Exercise instructions
Answer these questions from the essay on the poverty pimp paradigm below:
1. In how many meetings did the term "poverty pimp" come up for the writer?
2. To which decades does the essay trace these patterns?
3. Which outcomes does the essay say need to be measured?

Supplied text
Segment Open

The Poverty Pimp paradigm
(Editor’s note: The following was published to Facebook by Michael Barksdale. There is no easy answer but asking questions is a good start.)
By Michael Barksdale
Shifting Power: Confronting the Poverty Pimp Paradigm
I recently participated in three separate meetings, each with a different focus and composed of people from varied backgrounds and demographics. In each meeting, the term “poverty pimp” surfaced organically and without prompting. The term refers to individuals, organizations, or politicians who exploit poverty for personal, political, or financial gain rather than genuinely working to alleviate it. I was taken back in the first meeting as it was only the third time I had heard it used. During the second meeting, I chuckled, thinking what a weird coincidence. But the third time-it arrested my attention causing me to bring more awareness to this practice.
Over several decades, this behavior has been observed in many communities, where certain nonprofits, agencies, and leaders have been accused of benefiting from the persistent struggles of disadvantaged populations. Rather than pursuing sustainable solutions, these actors may prioritize salaries, status, perceived power or influence, perpetuating systems of dependency and using impoverished communities as leverage for funding, votes, or public image.
Dating back to the 1960s and 1970s, such patterns have drawn sustained criticism for diverting resources toward organizational survival or political power instead of true community empowerment. The ongoing concern is that while some institutions and leaders have grown stronger, the communities they claim to serve remain trapped in persistent poverty—underscoring the urgent need for authentic, accountable, and community-centered leadership focused on real, measurable change. Power has to shift to communities while addressing systems and not symptom.
We have to move away from programs to pathways…from gatekeepers to community governance…from service delivery to capacity building…from poverty as an identity to poverty as a solvable condition!
The current system is not designed to eliminate poverty — it’s designed to administer it. Let’s change the paradigm by building assets, ownership, and mobility. We’ll need to measure outcomes such as income, stability, education, and wealth.

Segment Closed

Spatial location data
Segment Open

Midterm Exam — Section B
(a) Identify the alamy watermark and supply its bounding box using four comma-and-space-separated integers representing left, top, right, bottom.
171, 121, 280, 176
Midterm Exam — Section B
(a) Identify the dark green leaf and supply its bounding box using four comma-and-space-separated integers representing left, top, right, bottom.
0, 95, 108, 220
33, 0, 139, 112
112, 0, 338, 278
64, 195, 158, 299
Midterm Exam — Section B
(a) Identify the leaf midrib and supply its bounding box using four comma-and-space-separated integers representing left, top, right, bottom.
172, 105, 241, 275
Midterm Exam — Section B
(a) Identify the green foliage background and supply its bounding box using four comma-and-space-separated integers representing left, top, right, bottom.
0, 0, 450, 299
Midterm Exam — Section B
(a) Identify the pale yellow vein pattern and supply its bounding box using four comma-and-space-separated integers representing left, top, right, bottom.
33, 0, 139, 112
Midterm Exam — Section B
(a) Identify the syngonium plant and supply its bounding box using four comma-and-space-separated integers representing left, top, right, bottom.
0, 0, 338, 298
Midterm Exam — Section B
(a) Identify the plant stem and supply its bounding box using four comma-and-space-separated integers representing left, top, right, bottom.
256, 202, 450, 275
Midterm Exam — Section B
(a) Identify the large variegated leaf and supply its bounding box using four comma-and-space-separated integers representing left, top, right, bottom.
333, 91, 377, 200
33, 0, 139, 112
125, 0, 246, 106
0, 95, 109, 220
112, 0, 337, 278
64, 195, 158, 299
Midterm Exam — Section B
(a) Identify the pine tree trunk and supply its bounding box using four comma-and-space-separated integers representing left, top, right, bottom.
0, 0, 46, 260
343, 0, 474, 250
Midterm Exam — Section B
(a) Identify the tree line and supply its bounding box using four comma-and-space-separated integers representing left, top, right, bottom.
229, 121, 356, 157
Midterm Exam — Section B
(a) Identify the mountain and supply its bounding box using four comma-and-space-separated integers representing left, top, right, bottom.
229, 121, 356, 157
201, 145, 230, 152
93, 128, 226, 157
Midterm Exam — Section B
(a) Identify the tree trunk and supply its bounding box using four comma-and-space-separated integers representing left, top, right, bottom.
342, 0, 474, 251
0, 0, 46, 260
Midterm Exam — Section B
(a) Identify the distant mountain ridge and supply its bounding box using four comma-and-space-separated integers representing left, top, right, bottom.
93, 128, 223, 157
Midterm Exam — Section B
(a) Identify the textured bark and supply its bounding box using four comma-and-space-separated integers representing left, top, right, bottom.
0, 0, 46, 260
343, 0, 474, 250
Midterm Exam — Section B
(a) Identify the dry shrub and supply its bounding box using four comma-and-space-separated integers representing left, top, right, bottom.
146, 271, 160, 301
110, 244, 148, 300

Segment Closed

The completed task
1. Three.
2. The 1960s and 1970s.
3. Income, stability, education, and wealth.